EXERCISE OBJECTIVE>
Rewrite the records from the line with "I need to verify: does the image contain any stone block?" through the end of the records, replacing "paved path" with "paved walkway" and leaving everything else unchanged.

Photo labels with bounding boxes
<<<<
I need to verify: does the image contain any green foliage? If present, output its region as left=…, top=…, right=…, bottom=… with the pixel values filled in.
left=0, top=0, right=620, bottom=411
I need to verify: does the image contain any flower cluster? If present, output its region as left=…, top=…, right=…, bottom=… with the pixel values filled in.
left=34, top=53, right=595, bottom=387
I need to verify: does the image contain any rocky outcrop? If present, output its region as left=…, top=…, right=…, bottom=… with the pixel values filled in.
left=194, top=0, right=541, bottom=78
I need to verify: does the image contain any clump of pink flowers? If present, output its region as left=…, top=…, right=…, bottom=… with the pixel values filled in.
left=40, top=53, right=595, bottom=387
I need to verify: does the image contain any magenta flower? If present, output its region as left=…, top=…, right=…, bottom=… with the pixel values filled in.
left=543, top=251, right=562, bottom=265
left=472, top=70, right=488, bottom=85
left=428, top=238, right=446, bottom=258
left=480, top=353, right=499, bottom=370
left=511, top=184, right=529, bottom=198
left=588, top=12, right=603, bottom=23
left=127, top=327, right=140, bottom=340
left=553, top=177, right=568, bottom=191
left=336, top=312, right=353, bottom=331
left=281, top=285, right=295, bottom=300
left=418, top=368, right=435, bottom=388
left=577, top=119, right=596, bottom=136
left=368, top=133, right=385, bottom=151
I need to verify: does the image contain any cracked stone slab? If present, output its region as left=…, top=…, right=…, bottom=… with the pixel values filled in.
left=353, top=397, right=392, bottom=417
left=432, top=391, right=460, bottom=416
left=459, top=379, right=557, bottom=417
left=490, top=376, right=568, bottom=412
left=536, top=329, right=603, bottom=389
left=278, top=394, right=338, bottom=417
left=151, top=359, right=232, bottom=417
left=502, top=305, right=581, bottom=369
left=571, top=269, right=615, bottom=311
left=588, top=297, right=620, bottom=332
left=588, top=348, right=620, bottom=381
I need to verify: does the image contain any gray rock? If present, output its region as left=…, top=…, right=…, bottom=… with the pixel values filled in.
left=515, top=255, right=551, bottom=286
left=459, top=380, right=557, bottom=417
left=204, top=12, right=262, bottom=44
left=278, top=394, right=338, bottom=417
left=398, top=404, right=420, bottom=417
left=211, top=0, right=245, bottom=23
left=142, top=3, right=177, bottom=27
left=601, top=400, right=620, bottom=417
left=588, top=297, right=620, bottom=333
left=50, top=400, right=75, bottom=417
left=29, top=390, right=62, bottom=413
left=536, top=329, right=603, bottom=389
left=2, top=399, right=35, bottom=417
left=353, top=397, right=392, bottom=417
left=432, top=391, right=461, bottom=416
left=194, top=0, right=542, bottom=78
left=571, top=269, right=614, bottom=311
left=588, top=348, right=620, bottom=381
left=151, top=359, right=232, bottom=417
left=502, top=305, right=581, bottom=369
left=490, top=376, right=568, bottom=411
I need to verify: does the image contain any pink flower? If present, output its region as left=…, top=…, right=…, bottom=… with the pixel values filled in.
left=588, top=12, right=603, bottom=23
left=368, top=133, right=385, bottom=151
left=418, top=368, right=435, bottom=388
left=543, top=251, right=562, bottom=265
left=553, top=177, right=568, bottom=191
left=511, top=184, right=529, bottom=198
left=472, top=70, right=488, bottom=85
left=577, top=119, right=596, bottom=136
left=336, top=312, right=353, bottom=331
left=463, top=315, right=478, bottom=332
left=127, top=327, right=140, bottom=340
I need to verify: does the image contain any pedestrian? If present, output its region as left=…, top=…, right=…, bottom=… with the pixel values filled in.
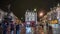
left=16, top=24, right=20, bottom=34
left=10, top=21, right=14, bottom=34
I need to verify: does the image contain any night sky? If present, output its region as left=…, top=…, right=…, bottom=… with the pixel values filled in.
left=0, top=0, right=60, bottom=21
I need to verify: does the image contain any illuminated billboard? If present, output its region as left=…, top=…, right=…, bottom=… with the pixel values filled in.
left=49, top=20, right=58, bottom=24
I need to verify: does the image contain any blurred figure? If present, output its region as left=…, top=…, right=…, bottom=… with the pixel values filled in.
left=0, top=23, right=3, bottom=34
left=2, top=21, right=7, bottom=34
left=10, top=21, right=14, bottom=34
left=16, top=24, right=20, bottom=34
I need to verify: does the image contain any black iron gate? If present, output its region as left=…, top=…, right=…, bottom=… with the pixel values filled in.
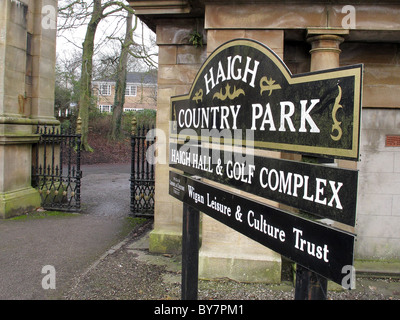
left=130, top=119, right=155, bottom=217
left=32, top=121, right=82, bottom=212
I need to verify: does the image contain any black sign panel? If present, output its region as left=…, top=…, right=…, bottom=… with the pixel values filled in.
left=170, top=39, right=362, bottom=160
left=169, top=172, right=354, bottom=284
left=169, top=144, right=358, bottom=226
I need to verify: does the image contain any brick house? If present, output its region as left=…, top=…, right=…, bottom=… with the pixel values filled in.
left=93, top=72, right=157, bottom=112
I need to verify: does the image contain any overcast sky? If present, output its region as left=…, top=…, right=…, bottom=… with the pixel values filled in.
left=57, top=9, right=158, bottom=66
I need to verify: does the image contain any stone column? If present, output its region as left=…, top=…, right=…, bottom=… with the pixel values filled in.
left=199, top=29, right=284, bottom=283
left=0, top=0, right=57, bottom=218
left=150, top=19, right=206, bottom=253
left=307, top=28, right=357, bottom=169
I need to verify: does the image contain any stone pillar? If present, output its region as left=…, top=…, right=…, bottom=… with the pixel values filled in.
left=149, top=19, right=206, bottom=253
left=0, top=0, right=57, bottom=218
left=307, top=28, right=357, bottom=169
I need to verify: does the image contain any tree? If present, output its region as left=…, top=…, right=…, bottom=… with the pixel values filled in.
left=59, top=0, right=158, bottom=151
left=111, top=12, right=137, bottom=139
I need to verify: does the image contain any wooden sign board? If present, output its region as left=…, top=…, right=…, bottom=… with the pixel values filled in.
left=169, top=144, right=358, bottom=227
left=169, top=171, right=354, bottom=284
left=170, top=39, right=362, bottom=160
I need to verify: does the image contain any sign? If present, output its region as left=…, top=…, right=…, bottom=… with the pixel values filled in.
left=170, top=39, right=362, bottom=160
left=169, top=144, right=358, bottom=227
left=169, top=171, right=354, bottom=284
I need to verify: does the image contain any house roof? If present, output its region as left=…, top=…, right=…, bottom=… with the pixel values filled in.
left=94, top=72, right=157, bottom=85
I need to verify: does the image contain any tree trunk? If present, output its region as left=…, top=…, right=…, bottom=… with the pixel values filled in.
left=111, top=12, right=133, bottom=139
left=79, top=0, right=102, bottom=151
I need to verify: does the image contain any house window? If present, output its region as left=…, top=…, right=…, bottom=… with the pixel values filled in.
left=99, top=105, right=112, bottom=112
left=125, top=84, right=137, bottom=97
left=99, top=83, right=111, bottom=96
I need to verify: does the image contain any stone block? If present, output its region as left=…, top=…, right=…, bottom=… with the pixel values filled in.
left=0, top=187, right=40, bottom=219
left=205, top=3, right=327, bottom=29
left=149, top=228, right=182, bottom=254
left=158, top=45, right=177, bottom=65
left=199, top=246, right=282, bottom=283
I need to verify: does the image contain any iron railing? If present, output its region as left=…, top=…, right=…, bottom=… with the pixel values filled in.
left=32, top=125, right=82, bottom=212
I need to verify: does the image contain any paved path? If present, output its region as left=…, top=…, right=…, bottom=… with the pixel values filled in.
left=0, top=165, right=134, bottom=299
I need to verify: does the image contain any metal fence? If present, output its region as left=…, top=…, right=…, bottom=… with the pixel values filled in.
left=130, top=119, right=155, bottom=217
left=32, top=125, right=82, bottom=212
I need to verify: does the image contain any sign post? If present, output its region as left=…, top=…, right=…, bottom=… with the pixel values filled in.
>>>>
FULL OUTPUT>
I need to verify: does the image contain any stone block? If present, output its region as left=…, top=…, right=…, bottom=… with the pixel values filled in.
left=0, top=187, right=40, bottom=219
left=205, top=3, right=327, bottom=29
left=149, top=228, right=182, bottom=254
left=158, top=45, right=177, bottom=65
left=199, top=246, right=282, bottom=283
I need to verify: does the image contain any iron railing? If present, output its region as left=…, top=…, right=…, bottom=… with the pixel values filled in.
left=32, top=125, right=82, bottom=212
I need to verify: does the image contain any paved walkway? If present, output its region as left=…, top=…, right=…, bottom=… with the pixel values filled in.
left=0, top=165, right=134, bottom=299
I need to verify: does the image contain any metal fence? If present, output its region as left=…, top=…, right=…, bottom=… with the pixel values filled in.
left=130, top=119, right=155, bottom=217
left=32, top=125, right=82, bottom=212
I need to verify: does the image contain any sign post? If present, output its region as left=…, top=…, right=…, bottom=… with the pixel values filled in.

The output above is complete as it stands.